ASSIGNED TASK – From the listing below, extract every line in which the word "rough" appears.
[[ DATA TO PROCESS open ]]
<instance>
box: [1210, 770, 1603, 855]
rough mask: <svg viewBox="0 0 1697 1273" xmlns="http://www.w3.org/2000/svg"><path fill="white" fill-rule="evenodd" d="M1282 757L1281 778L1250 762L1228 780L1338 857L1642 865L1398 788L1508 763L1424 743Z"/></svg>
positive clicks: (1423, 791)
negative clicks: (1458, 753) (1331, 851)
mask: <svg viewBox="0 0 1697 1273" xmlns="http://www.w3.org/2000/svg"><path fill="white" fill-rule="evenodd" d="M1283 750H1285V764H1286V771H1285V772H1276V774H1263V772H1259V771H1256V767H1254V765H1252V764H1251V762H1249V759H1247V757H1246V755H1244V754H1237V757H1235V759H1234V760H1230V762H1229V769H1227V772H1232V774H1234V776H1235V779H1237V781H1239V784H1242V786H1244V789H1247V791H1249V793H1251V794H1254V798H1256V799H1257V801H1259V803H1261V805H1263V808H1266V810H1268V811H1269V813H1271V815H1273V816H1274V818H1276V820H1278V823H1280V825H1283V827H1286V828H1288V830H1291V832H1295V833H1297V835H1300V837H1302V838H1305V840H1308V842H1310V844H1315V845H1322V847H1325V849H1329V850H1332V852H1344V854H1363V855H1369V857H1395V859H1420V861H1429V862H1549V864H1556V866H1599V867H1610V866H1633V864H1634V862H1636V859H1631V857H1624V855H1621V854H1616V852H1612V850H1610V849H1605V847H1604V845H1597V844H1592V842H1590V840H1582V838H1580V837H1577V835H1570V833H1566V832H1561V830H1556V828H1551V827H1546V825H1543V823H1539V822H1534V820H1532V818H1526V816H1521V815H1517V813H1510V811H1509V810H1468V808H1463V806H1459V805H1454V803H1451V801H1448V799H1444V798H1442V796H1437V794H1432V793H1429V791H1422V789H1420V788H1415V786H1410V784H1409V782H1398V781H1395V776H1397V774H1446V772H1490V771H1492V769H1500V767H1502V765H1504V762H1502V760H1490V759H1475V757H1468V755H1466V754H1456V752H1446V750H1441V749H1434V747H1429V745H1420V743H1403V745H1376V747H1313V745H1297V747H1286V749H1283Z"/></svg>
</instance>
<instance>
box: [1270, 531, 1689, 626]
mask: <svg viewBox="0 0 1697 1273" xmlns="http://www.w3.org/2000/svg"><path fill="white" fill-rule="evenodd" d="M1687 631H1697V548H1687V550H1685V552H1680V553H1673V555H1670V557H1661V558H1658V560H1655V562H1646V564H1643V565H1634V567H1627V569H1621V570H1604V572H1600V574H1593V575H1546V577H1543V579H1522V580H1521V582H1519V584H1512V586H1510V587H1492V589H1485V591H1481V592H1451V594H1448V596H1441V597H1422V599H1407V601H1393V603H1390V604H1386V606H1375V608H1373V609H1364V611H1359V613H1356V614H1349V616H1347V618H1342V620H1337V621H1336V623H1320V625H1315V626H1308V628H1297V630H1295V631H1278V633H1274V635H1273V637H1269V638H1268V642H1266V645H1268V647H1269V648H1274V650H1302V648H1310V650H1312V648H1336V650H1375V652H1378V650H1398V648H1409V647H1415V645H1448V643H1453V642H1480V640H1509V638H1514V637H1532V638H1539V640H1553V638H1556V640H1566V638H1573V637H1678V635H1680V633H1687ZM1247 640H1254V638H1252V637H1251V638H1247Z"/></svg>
[[ DATA TO PROCESS closed ]]
[[ DATA TO PROCESS open ]]
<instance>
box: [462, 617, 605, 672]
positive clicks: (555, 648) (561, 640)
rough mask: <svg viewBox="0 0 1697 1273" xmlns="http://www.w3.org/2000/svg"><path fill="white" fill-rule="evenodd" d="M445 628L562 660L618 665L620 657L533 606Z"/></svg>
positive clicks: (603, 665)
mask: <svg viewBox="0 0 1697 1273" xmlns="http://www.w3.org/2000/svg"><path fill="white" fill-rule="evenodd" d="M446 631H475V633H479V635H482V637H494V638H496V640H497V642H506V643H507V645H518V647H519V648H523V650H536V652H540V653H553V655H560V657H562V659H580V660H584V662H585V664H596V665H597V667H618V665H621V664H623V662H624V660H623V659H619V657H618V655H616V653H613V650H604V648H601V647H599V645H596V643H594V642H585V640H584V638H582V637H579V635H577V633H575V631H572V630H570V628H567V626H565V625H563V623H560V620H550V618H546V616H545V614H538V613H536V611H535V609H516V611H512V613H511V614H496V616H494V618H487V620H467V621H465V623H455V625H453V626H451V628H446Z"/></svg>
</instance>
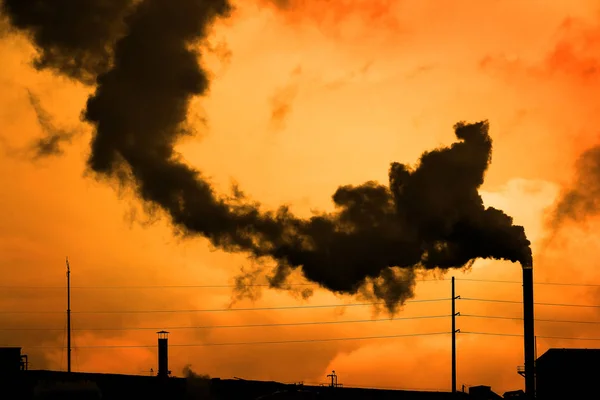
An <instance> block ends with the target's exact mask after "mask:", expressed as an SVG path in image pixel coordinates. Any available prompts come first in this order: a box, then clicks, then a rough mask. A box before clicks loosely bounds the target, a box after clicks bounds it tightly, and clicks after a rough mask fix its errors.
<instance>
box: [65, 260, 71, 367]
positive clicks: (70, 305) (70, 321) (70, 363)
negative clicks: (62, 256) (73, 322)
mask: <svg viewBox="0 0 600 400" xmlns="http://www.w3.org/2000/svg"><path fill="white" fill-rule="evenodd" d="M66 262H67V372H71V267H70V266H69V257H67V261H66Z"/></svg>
[[ DATA TO PROCESS closed ]]
ANSWER –
rough mask: <svg viewBox="0 0 1697 1273" xmlns="http://www.w3.org/2000/svg"><path fill="white" fill-rule="evenodd" d="M1282 757L1281 778L1250 762L1228 780L1338 857L1642 865L1398 788L1508 763L1424 743Z"/></svg>
rough mask: <svg viewBox="0 0 1697 1273" xmlns="http://www.w3.org/2000/svg"><path fill="white" fill-rule="evenodd" d="M445 628L562 660L618 665L620 657L533 606Z"/></svg>
An <instance> block ends with the target's exact mask after "mask:", expressed as an SVG path in image pixel coordinates. Any available prompts come first in this order: a box, then clicks, then a rough mask. A box before clicks loosely bounds the target, a box after clicks bounds it tightly, and clicks after a rough mask fix its errors.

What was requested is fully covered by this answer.